BEGIN DATA IN THIS EXERCISE

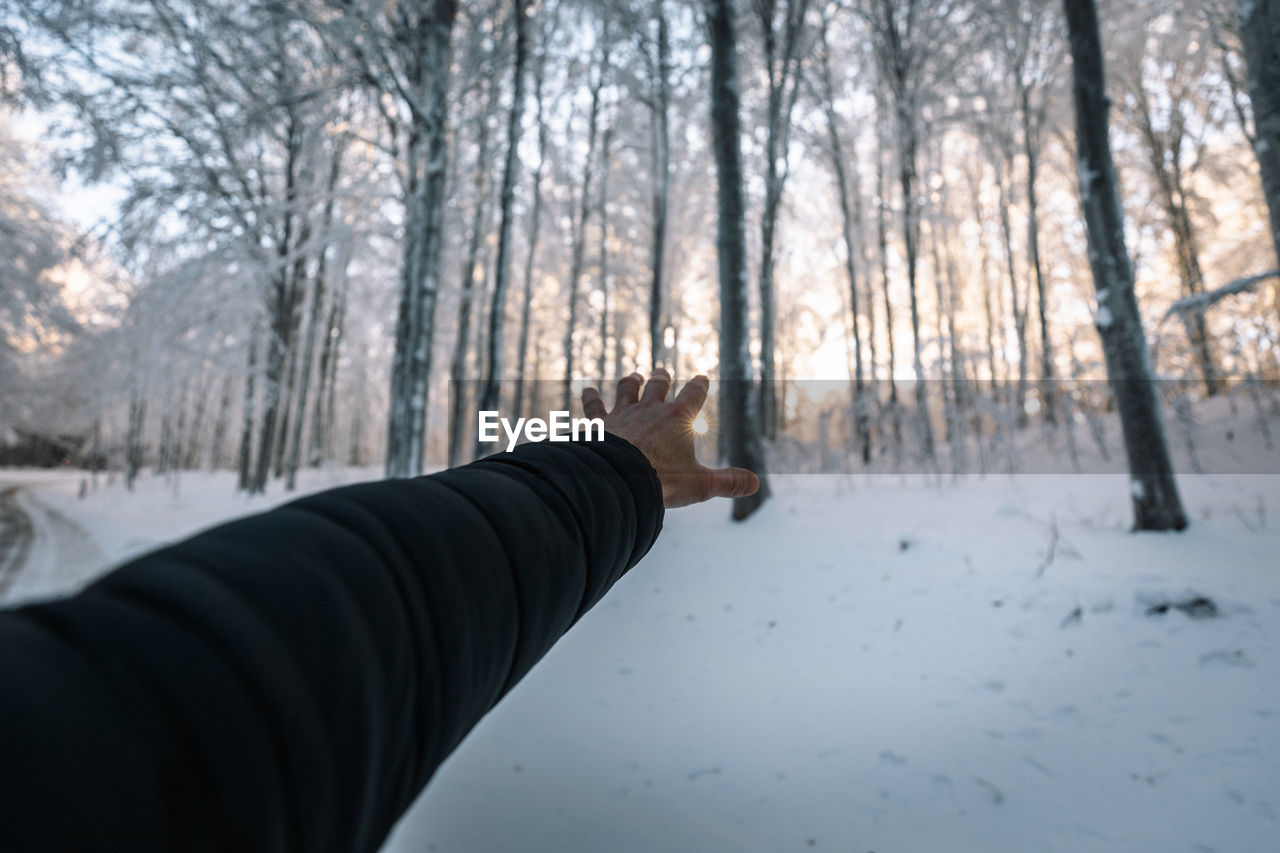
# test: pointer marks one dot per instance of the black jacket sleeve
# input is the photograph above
(291, 680)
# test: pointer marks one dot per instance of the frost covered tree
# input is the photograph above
(1260, 33)
(1156, 502)
(739, 424)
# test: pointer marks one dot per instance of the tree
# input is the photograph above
(406, 55)
(1156, 502)
(739, 428)
(1260, 33)
(506, 196)
(784, 53)
(848, 200)
(584, 210)
(1169, 122)
(909, 40)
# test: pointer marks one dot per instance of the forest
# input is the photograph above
(900, 235)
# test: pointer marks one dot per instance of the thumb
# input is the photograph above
(734, 482)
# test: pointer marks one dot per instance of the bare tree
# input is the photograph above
(836, 151)
(506, 196)
(584, 210)
(784, 44)
(739, 428)
(1260, 33)
(1153, 491)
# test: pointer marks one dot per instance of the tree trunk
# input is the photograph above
(1164, 156)
(661, 165)
(739, 430)
(535, 218)
(220, 424)
(1031, 150)
(606, 291)
(1152, 487)
(882, 247)
(862, 428)
(246, 446)
(424, 214)
(1260, 33)
(782, 67)
(489, 392)
(133, 438)
(471, 261)
(579, 250)
(1004, 167)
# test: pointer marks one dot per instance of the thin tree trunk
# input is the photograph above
(535, 218)
(220, 424)
(246, 446)
(606, 291)
(1260, 33)
(489, 392)
(661, 165)
(315, 319)
(133, 438)
(1164, 156)
(782, 67)
(1019, 309)
(471, 261)
(1153, 491)
(882, 249)
(1031, 150)
(862, 428)
(424, 213)
(575, 270)
(739, 429)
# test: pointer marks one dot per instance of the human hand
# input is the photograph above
(663, 432)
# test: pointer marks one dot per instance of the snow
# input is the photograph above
(873, 662)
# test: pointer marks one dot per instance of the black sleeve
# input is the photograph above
(291, 680)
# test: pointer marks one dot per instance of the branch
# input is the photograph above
(1200, 302)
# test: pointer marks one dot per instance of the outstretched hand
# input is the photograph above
(663, 432)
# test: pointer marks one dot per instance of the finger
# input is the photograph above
(592, 404)
(659, 382)
(693, 395)
(734, 482)
(629, 389)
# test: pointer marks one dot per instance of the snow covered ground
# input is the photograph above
(873, 662)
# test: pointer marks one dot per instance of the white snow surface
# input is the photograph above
(872, 662)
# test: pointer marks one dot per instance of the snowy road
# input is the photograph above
(42, 551)
(16, 536)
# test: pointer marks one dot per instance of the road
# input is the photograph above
(42, 551)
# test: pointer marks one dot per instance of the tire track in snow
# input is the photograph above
(42, 551)
(17, 533)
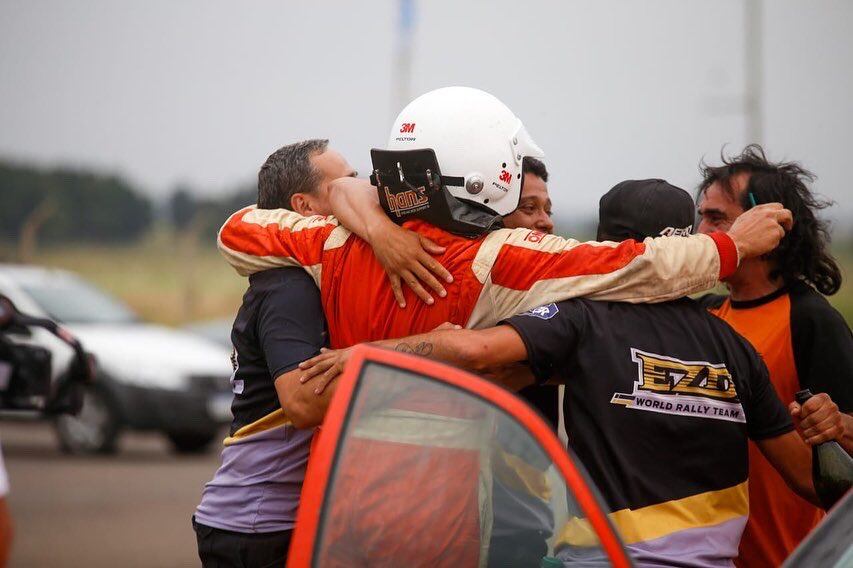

END DATA IN THIS EXERCISE

◆ **PROBLEM DETAILS**:
Tally the lines of the records that contain the word "trunk" and state the total alone.

◆ **YOUR SOLUTION**:
2